What is required:
Please return every line in the entries below with the word "Carefully" in it.

Records to process:
-----

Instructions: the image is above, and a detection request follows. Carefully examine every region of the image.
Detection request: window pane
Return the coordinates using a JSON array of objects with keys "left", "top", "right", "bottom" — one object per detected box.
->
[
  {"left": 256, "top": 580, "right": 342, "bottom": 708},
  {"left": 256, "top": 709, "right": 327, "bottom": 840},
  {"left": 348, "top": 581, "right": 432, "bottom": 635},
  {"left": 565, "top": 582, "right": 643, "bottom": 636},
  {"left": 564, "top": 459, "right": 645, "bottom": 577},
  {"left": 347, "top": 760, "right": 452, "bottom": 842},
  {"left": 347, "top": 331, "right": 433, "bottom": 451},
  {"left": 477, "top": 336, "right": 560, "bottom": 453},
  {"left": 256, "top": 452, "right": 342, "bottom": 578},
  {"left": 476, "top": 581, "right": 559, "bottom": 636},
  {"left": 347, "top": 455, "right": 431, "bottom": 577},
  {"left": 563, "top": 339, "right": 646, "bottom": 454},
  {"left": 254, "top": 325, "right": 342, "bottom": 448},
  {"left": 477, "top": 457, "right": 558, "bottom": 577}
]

-----

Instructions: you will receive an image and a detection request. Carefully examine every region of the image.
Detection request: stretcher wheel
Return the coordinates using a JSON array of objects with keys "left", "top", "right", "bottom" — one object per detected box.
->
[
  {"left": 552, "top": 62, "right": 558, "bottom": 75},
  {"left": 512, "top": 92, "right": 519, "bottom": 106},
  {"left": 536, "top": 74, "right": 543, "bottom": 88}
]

-----

Problem solution:
Instructions: the image is above, and a detection request follows. Carefully examine every region of the image.
Instructions: you will receive an image and a detection request. Carefully examine every region of the image.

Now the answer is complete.